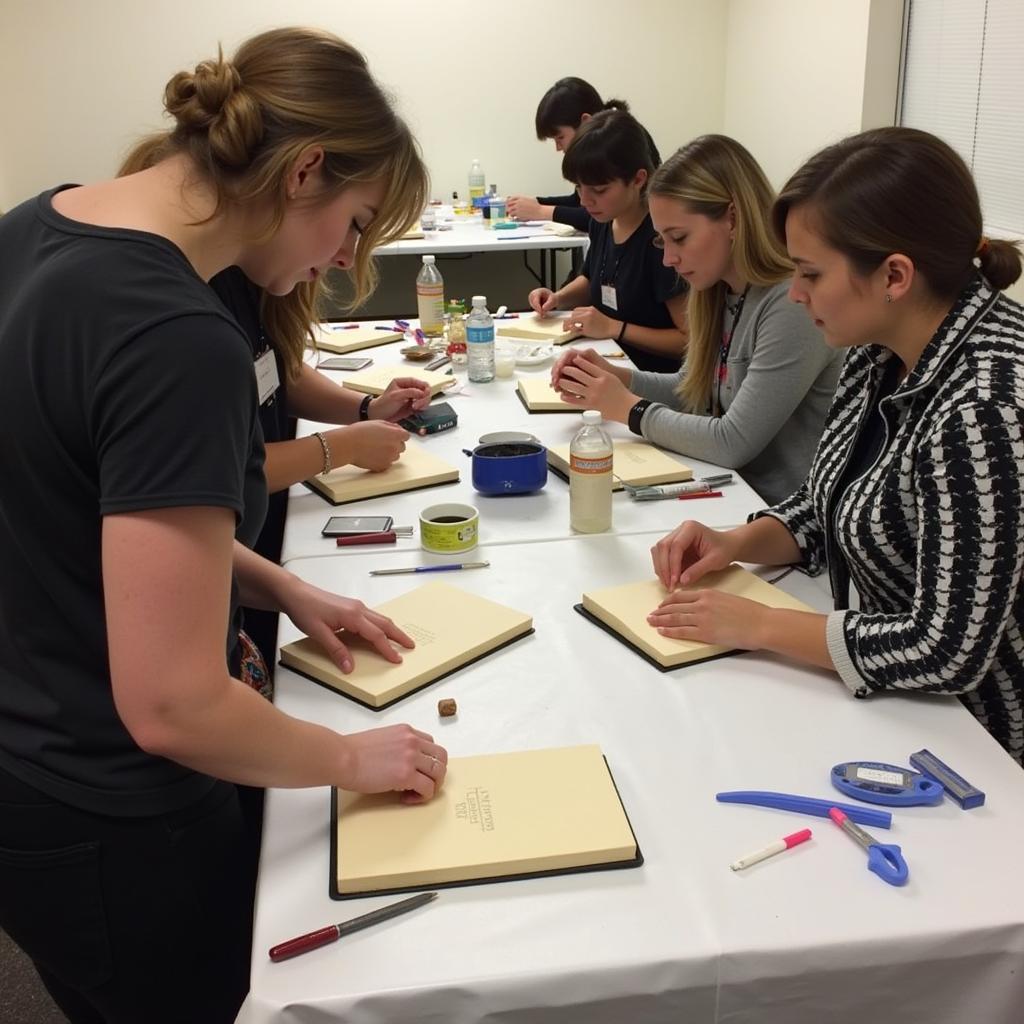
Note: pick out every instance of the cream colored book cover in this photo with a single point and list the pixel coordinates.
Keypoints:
(529, 327)
(451, 628)
(352, 339)
(634, 463)
(376, 381)
(625, 609)
(416, 468)
(539, 396)
(497, 816)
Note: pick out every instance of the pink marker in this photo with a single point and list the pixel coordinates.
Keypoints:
(780, 846)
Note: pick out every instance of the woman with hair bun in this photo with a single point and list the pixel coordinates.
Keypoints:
(568, 104)
(915, 492)
(758, 378)
(128, 502)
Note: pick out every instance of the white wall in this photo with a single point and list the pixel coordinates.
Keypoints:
(81, 79)
(801, 75)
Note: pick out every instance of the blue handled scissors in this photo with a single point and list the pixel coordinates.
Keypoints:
(886, 859)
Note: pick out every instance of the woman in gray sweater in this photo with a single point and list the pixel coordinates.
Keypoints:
(758, 378)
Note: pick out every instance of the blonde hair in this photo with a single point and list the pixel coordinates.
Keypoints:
(246, 121)
(708, 176)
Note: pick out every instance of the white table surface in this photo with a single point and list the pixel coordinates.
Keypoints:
(468, 235)
(806, 937)
(504, 519)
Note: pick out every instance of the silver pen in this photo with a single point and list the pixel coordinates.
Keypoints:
(704, 485)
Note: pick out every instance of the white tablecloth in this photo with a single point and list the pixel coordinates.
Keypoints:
(809, 936)
(483, 408)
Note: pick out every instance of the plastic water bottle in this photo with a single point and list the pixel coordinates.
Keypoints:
(590, 476)
(477, 182)
(480, 342)
(430, 299)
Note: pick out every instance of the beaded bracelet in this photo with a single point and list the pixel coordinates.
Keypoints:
(327, 453)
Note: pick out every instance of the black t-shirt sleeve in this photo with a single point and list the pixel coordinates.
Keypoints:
(574, 215)
(173, 417)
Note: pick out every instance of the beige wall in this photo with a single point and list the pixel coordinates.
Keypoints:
(802, 75)
(80, 79)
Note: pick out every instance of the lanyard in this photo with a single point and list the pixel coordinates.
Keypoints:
(723, 354)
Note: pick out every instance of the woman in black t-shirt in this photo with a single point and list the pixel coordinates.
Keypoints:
(624, 292)
(130, 500)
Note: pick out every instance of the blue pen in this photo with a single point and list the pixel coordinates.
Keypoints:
(449, 567)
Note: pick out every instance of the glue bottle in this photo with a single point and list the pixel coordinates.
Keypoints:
(480, 342)
(590, 476)
(430, 299)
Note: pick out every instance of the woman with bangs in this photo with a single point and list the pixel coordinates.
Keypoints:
(912, 502)
(130, 503)
(759, 378)
(624, 291)
(569, 103)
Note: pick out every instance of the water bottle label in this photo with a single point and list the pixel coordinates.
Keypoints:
(590, 466)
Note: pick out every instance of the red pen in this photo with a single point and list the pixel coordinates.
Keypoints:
(388, 537)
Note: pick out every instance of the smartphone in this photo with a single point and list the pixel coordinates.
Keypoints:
(348, 525)
(344, 363)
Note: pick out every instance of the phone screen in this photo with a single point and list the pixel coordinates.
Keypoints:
(345, 525)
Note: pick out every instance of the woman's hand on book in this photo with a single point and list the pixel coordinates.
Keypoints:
(321, 614)
(593, 323)
(401, 397)
(397, 758)
(710, 616)
(689, 551)
(374, 444)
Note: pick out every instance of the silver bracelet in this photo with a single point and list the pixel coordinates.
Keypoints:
(327, 453)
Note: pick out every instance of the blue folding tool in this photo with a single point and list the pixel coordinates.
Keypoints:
(882, 783)
(805, 805)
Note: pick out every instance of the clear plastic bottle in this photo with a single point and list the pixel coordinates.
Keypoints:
(590, 476)
(480, 342)
(477, 182)
(430, 299)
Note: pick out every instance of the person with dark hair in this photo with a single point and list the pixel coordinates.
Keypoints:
(567, 104)
(915, 492)
(759, 378)
(130, 501)
(624, 291)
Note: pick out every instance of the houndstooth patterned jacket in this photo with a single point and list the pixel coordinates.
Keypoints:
(933, 534)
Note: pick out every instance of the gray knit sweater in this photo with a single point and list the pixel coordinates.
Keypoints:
(780, 380)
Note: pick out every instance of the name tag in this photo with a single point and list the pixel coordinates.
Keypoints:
(267, 381)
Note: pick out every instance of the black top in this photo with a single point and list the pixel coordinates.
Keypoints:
(567, 208)
(124, 385)
(243, 299)
(642, 286)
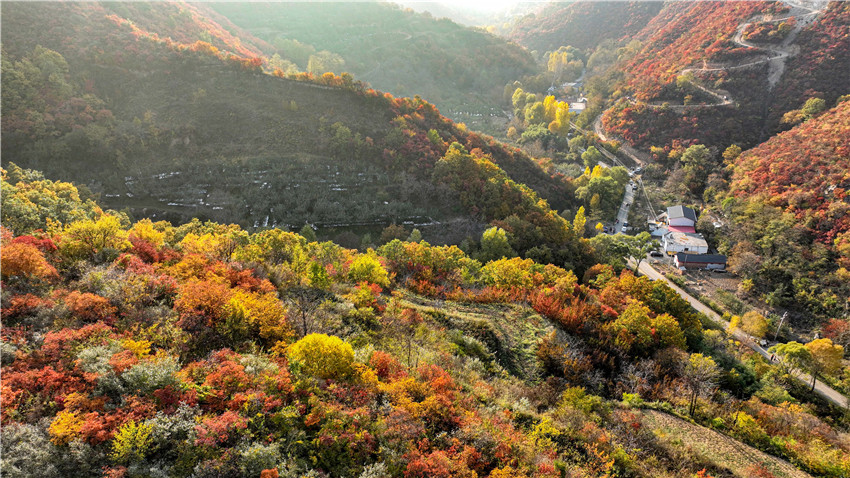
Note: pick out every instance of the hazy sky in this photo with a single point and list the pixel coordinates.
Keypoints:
(480, 5)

#### Exercise objective:
Transcribe the listing in full and omit the pictures.

#### Solution to this task:
Note: pick out every instance of the cream colored book cover in this photo with a single point and list the pixel coordinates.
Keypoints:
(529, 327)
(451, 628)
(352, 339)
(634, 463)
(376, 381)
(625, 609)
(416, 468)
(539, 396)
(497, 816)
Note: pick out every instance of the pink marker in this photo with a single point and list the pixel coordinates.
Keypoints:
(780, 846)
Note: pick out every instance of the woman with hair bun in this photo with a single point and list the pixel coordinates.
Keypoints:
(568, 104)
(915, 492)
(758, 378)
(128, 502)
Note: pick out every instance of the white wall in this photo with a single point and list the pixel coordinates.
Keypoints:
(81, 79)
(801, 75)
Note: pick out every instance of the blue handled scissors in this photo with a single point and list the pixel coordinates.
Keypoints:
(886, 859)
Note: pick out every instance of the woman in gray sweater in this photo with a single point and list the pixel coordinates.
Keypoints:
(758, 378)
Note: pick out every instance of the blonde hair in this photo with a single point and list the pixel coordinates.
Keypoints:
(246, 121)
(708, 176)
Note: pick out every instance of the white table surface in this photo with a single point and list the pixel coordinates.
Keypoints:
(468, 235)
(806, 937)
(504, 519)
Note: pick out every instance of the silver pen in this photo with a single point and list the pixel coordinates.
Keypoints:
(704, 485)
Note: pick out every instance of the white tablecloth in this photo with a single point and list the pixel coordinates.
Keypoints:
(809, 936)
(483, 408)
Note: pick out every instance of the plastic water bottle in this photo with a single point and list the pixel coordinates.
Keypoints:
(590, 476)
(477, 182)
(480, 342)
(430, 299)
Note: pick out every instance of the beaded bracelet in this photo with a single point and list the pixel coordinates.
Keypoints:
(327, 453)
Note: pick out every instance of the black t-shirt sleeve in this photo with a single point and list the pixel coordinates.
Keypoints:
(574, 215)
(173, 417)
Note: pick out every instance of the beige wall in this photo with a single point and list the pixel coordinates.
Keypoints:
(802, 75)
(80, 79)
Note: pick out every instance of the lanyard in this photo with a single point and list the pixel coordinates.
Keypoints:
(723, 354)
Note: pick out every instance of the woman in black t-shirt in this photo with a single point and list the pixel coordinates.
Keypoints:
(624, 292)
(130, 500)
Note: pick out every instance of the blue pen in this photo with a single point and list the pixel coordinates.
Keypoints:
(449, 567)
Note: pick out every instance of the glue bottle in this photo with a single point and list the pixel coordinates.
Keypoints:
(480, 342)
(590, 476)
(430, 299)
Note: pick out every instance of the woman with bangs in this photo with a single point and list the pixel coordinates.
Keypoints:
(912, 502)
(130, 503)
(759, 378)
(624, 291)
(569, 103)
Note: pick out every instance of the water bottle label in this photo with a single point and list the pixel coordinates.
Keypoints:
(590, 466)
Note: pick out every instance of the red pen in this photo with a single point and list the pixel coordinates.
Keypoints:
(388, 537)
Note: pick out every instance of the smartphone in this photo with a single point and list the pixel coordinates.
Keypoints:
(348, 525)
(344, 363)
Note: pick out every instance of the phone screen in this photo with a single point and list the pixel coordinates.
Keypoints:
(345, 525)
Note: pick out every instance of the woman's hand on book in this photo with a single point and list the pixel coordinates.
Keypoints:
(321, 614)
(593, 323)
(401, 397)
(397, 758)
(710, 616)
(689, 551)
(374, 444)
Note: pick out every instance of the silver bracelet in this photo with a single point and list the pixel coordinates.
Keypoints:
(327, 453)
Note: pick out every instance of the blue folding tool in this photo with a single point and list the pixel coordinates.
Keypoints:
(882, 783)
(805, 805)
Note: pick out every instance of the clear plastic bottle in this photo with a single point and list the pixel coordinates.
Keypoints:
(590, 476)
(480, 342)
(477, 182)
(430, 299)
Note: pick out every instance of the person with dark hair in this photo with a single point and list the pixel coordinates.
Keypoints:
(567, 104)
(915, 492)
(759, 378)
(130, 501)
(624, 291)
Note: pick out every instance of the houndstooth patterned jacket in this photo with a single point and list the pixel coordinates.
Keypoints:
(933, 534)
Note: pick out every instance of the gray knit sweater in this photo with a single point and list the pixel coordinates.
Keypoints:
(780, 380)
Note: pick out every instance of the name tag in this photo with a single point and list the pixel coordinates.
Keypoints:
(267, 381)
Note: pick out every instance of the black top in this photo with a single point and list the pixel coordinates.
Keypoints:
(567, 208)
(124, 385)
(243, 299)
(642, 286)
Note: pick out every instance of the hazy sky in this photo with a single point and list the pixel coordinates.
Keypoints:
(480, 5)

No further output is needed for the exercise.